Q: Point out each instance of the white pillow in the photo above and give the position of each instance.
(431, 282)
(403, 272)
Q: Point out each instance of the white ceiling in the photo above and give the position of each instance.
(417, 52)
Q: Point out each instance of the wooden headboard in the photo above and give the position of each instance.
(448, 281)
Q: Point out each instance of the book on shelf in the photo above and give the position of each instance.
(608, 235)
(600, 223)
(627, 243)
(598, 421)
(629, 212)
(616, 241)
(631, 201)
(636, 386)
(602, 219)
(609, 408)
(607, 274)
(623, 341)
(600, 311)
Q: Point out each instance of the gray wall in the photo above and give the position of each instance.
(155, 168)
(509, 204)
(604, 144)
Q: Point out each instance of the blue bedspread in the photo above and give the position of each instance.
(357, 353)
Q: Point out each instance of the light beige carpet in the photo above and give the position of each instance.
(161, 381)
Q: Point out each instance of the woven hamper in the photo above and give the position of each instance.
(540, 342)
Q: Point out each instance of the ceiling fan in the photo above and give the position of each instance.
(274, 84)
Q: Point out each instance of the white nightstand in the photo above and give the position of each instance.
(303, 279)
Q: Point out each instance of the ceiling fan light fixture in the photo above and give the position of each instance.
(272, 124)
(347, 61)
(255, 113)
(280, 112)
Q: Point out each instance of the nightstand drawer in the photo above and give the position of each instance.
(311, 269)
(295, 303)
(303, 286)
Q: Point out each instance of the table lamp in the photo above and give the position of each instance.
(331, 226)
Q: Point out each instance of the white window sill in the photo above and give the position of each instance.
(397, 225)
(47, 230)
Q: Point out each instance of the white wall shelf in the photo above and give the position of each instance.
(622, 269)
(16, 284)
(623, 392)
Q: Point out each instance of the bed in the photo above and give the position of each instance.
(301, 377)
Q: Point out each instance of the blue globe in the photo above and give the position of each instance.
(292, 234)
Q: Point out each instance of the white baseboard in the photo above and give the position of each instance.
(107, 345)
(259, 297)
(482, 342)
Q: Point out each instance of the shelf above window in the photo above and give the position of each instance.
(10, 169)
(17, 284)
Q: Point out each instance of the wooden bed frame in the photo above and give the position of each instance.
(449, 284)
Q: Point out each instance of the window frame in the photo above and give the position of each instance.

☆ ☆ ☆ ☆ ☆ ☆ ☆

_CHALLENGE_
Copy the material above word for word, reproducing every line without changes.

_SOLUTION FOR THIS TASK_
Q: Point out each instance of the white pillow in the photo above and give the position of each instance.
(431, 282)
(403, 272)
Q: Point out each instance of the white ceiling in the photo above and give the position of each instance.
(417, 52)
Q: Point out each instance of the wooden headboard in the photo above and give the position of each instance.
(448, 281)
Q: Point out each instance of the book on shelf in the photo above and give the position of each instance.
(608, 235)
(600, 223)
(627, 243)
(598, 421)
(629, 212)
(616, 241)
(631, 201)
(636, 386)
(602, 219)
(609, 408)
(607, 274)
(623, 341)
(600, 311)
Q: Point out each instance of the gray wall in the photo above and give the position of each instance.
(155, 168)
(509, 204)
(604, 144)
Q: Point out each instance of the blue bedspread in the photo above and give the position of each instance.
(357, 353)
Q: Point out each instance of the light beige carpet in the photo above and give the position of each instance.
(161, 381)
Q: Point out each instance of the woven hamper in the photo above and give the position of each instance.
(540, 342)
Q: Point out each instance of the ceiling fan in the photo above and give the position of each instance.
(274, 84)
Q: Point out each instance of the white nightstand in the photo above and give the position of each instance.
(303, 279)
Q: Point out each instance of the ceiling fan light fixture in the photo above and give the position of each instance.
(272, 124)
(347, 61)
(255, 113)
(280, 112)
Q: Point out each instance of the nightstand drawer in the photo above and give the position of each instance.
(311, 269)
(295, 303)
(303, 286)
Q: Point out each instance of the table lamp in the photo above and give the position of each instance.
(331, 226)
Q: Point out each instance of the white window sill in the photo above and give the position of each instance.
(397, 225)
(47, 230)
Q: Point out each instance of the white wall shelf in the photo above and give the position of each instance.
(622, 269)
(16, 284)
(623, 392)
Q: Point out each instance of the bed in the photo above and give the position of each instance.
(301, 377)
Q: Point out each instance of the blue globe in the photo above and give the position of each instance.
(292, 234)
Q: Point out each instance of the white baseboard in the photo above and give the position of each instance.
(107, 345)
(259, 297)
(482, 342)
Q: Point out each instance of the shelf above window in the photo above and give the position of each instance.
(10, 169)
(17, 284)
Q: Point out each instance of the wooden bed frame in the photo above and give the position of each instance.
(449, 284)
Q: Point out each instance of the window frame in the photo above and give the position of each instance.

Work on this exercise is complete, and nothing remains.